* WORK ITEM: Could the data underneath be repeated exactly, in full?

* DATA RECORDS:
#####
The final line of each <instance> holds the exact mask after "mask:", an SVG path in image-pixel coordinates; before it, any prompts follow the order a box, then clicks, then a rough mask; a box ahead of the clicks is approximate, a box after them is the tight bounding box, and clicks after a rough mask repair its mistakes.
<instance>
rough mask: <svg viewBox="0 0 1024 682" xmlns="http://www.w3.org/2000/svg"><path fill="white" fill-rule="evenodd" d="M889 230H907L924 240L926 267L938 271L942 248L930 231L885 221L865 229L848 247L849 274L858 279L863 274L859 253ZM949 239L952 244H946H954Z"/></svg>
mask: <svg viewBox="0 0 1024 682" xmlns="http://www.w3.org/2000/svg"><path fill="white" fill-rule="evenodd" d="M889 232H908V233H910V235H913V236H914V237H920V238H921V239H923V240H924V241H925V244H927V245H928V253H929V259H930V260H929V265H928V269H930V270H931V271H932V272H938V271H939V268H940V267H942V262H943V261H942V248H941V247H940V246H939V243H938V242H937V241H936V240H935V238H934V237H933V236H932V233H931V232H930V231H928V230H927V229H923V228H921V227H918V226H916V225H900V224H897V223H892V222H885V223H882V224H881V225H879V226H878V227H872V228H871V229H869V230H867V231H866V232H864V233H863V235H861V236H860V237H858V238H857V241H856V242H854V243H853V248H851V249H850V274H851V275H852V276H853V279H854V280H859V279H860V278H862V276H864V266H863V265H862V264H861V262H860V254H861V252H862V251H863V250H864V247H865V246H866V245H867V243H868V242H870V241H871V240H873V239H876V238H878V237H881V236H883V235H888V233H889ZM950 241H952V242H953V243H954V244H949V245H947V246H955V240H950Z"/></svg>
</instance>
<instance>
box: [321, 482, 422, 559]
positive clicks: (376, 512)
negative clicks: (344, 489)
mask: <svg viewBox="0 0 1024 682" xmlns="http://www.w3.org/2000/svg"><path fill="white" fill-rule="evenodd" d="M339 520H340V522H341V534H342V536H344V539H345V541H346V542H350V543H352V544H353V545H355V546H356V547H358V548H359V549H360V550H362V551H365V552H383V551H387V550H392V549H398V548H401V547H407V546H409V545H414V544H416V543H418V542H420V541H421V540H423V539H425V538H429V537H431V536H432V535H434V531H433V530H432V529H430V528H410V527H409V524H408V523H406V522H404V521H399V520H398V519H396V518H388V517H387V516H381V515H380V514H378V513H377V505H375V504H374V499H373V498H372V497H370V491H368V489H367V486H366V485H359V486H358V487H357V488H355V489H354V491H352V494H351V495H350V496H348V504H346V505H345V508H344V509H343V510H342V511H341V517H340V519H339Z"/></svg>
#####
* SOLUTION FOR THIS PROBLEM:
The final line of each <instance> holds the exact mask after "mask:", an SVG path in image-pixel coordinates; before it, any prompts follow the order a box, then clicks, then a rough mask; a box ahead of the clicks is approximate, a box after them is the tight bounding box, and clicks after a rough mask repair its mistakes.
<instance>
rough mask: <svg viewBox="0 0 1024 682" xmlns="http://www.w3.org/2000/svg"><path fill="white" fill-rule="evenodd" d="M889 230H907L924 240L926 267L938 271L942 248L930 231L885 221L865 229L848 247L849 274L858 279L863 274L859 253ZM949 239L952 244H946H954Z"/></svg>
mask: <svg viewBox="0 0 1024 682" xmlns="http://www.w3.org/2000/svg"><path fill="white" fill-rule="evenodd" d="M889 232H908V233H910V235H913V236H914V237H920V238H921V239H923V240H924V241H925V244H927V245H928V253H929V259H930V260H929V265H928V269H930V270H931V271H932V272H938V271H939V268H940V267H942V262H943V261H942V248H941V247H940V246H939V243H938V242H937V241H936V240H935V238H934V237H933V236H932V233H931V232H930V231H928V230H927V229H923V228H921V227H918V226H916V225H900V224H897V223H892V222H885V223H882V224H881V225H879V226H878V227H872V228H871V229H869V230H867V231H866V232H864V233H863V235H861V236H860V237H858V238H857V241H856V242H854V243H853V248H851V249H850V274H851V275H852V276H853V279H854V280H859V279H860V278H862V276H864V266H863V265H862V264H861V262H860V254H861V252H862V251H863V250H864V247H865V246H866V245H867V243H868V242H870V241H871V240H873V239H876V238H878V237H881V236H883V235H888V233H889ZM950 241H952V242H953V243H954V244H949V245H947V246H955V240H950Z"/></svg>
</instance>
<instance>
box: [321, 482, 422, 559]
positive clicks: (376, 512)
negative clicks: (344, 489)
mask: <svg viewBox="0 0 1024 682" xmlns="http://www.w3.org/2000/svg"><path fill="white" fill-rule="evenodd" d="M339 520H340V522H341V534H342V536H344V539H345V541H346V542H350V543H352V544H353V545H355V546H356V547H358V548H359V549H360V550H362V551H365V552H383V551H387V550H392V549H398V548H401V547H407V546H409V545H414V544H416V543H418V542H420V541H421V540H423V539H425V538H429V537H431V536H432V535H434V531H433V530H432V529H430V528H410V527H409V524H408V523H406V522H404V521H399V520H398V519H396V518H388V517H387V516H381V515H380V514H378V513H377V505H375V504H374V499H373V498H372V497H370V491H368V489H367V486H366V485H359V486H358V487H357V488H355V489H354V491H352V494H351V495H350V496H348V504H346V505H345V508H344V509H343V510H342V511H341V517H340V519H339Z"/></svg>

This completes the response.